What you have to do >> Give back all of the records exactly.

Source records >>
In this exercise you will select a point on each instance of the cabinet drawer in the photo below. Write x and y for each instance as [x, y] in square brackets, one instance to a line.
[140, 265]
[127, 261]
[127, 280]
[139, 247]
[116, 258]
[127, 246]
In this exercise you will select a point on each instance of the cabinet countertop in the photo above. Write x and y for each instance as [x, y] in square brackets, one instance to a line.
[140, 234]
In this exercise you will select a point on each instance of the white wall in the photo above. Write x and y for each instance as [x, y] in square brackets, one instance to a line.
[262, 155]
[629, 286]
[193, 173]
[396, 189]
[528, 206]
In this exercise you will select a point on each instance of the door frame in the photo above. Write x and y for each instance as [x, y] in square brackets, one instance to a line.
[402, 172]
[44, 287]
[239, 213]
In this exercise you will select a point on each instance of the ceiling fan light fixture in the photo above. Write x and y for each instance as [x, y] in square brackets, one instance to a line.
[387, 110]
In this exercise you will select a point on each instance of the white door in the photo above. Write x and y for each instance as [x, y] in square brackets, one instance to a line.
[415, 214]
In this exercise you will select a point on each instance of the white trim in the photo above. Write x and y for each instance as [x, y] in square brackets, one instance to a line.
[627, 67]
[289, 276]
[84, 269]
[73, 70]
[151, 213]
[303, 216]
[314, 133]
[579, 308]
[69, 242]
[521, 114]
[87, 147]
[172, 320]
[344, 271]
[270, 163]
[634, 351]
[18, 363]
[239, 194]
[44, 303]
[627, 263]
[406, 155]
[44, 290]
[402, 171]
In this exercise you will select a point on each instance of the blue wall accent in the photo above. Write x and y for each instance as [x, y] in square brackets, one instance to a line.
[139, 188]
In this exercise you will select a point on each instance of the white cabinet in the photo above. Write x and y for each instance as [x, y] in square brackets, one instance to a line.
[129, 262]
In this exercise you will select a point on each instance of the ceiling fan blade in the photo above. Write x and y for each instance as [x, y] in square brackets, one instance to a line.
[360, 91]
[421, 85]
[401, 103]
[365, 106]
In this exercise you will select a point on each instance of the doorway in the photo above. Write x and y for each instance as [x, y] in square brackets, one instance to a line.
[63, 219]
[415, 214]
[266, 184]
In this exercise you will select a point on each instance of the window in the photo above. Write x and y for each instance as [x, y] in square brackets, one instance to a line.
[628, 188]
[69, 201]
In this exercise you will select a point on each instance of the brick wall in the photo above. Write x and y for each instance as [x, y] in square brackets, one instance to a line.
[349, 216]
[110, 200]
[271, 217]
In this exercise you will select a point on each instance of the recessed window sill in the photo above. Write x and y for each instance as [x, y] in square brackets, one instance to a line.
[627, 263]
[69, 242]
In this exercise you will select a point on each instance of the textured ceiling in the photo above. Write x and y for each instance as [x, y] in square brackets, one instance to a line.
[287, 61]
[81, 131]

Response area >>
In this exercise you will select a point on each instance of the cabinet drawer in the photo below. Write x and y for each instance as [x, y] in square brackets, one instance to a line.
[140, 265]
[127, 261]
[127, 280]
[139, 247]
[116, 258]
[127, 246]
In this exercise you will select a point on each instance of the cabinet countertop in the photo above. Write x and y for each instance as [x, y] in square brackets, one instance to a line.
[140, 234]
In this exercise you will select a point on each instance of the white wall in the photo above. Write x and y for each instance as [x, y] in square brackets, one instance to a line.
[262, 155]
[629, 286]
[193, 173]
[396, 189]
[528, 206]
In this exercise you will select a point on each instance of the door frame in the photo above. Write x and y for each instance as [x, y] in square brackets, one instance to a line.
[402, 172]
[44, 287]
[239, 213]
In this exercise you will select a point on each instance of the ceiling fan light fixture in the photo above. Write x and y for each instance as [x, y] in square brackets, one instance to a line.
[387, 110]
In this exercise you will select a point on each instance of the white door in the photo above. Write x and y for each instance as [x, y] in square brackets, one instance to a line.
[415, 214]
In this exercise you will select a point on each instance of the white trim in the photo above. Write x and y for each instance as [x, y] in square brackets, one instance to a line.
[627, 67]
[289, 276]
[84, 269]
[73, 70]
[151, 213]
[303, 216]
[314, 133]
[579, 308]
[69, 242]
[521, 114]
[87, 147]
[172, 320]
[344, 271]
[270, 163]
[634, 351]
[18, 363]
[239, 194]
[44, 303]
[627, 263]
[406, 155]
[44, 290]
[402, 171]
In this exercise you will select a point on each instance of the blue wall accent in the photo above. Write x and y for each instance as [x, y] in square brackets, one instance to a line.
[139, 188]
In this exercise you will select a point on each instance of the white cabinet in the photo above. Write x and y for each instance as [x, y] in square brackets, one instance to a line.
[129, 262]
In this exercise you will select a point on each instance of the ceiling fan blade in the photo above. Write x and y for each instance as [x, y] in square brackets, one instance to a line.
[360, 91]
[421, 85]
[401, 103]
[365, 106]
In this exercise you will select a point on each instance of the doorway in the photo above. Write x and y for each instance as [x, y] in square brackets, one instance to a line.
[63, 219]
[415, 214]
[266, 184]
In this exercise you will select a point on each instance of the window in the photo above. Write x and y for each instance as [x, y] in square brackets, one instance to a line.
[628, 188]
[69, 201]
In this exercise you will select a point on each instance of the brick wall in the photo above. Write x and y for each instance as [x, y] in square brackets, one instance to a line.
[349, 216]
[110, 200]
[271, 217]
In this exercise you will select a point on each instance of the recessed window sill in the photo above. Write x and y for each instance as [x, y] in square brackets, one instance to a line.
[627, 263]
[69, 242]
In this exercise you will select a point on each instance of the textured ceiling in the photo above. Write x and y for each instance as [x, y] in square brackets, one instance to a line.
[287, 61]
[81, 131]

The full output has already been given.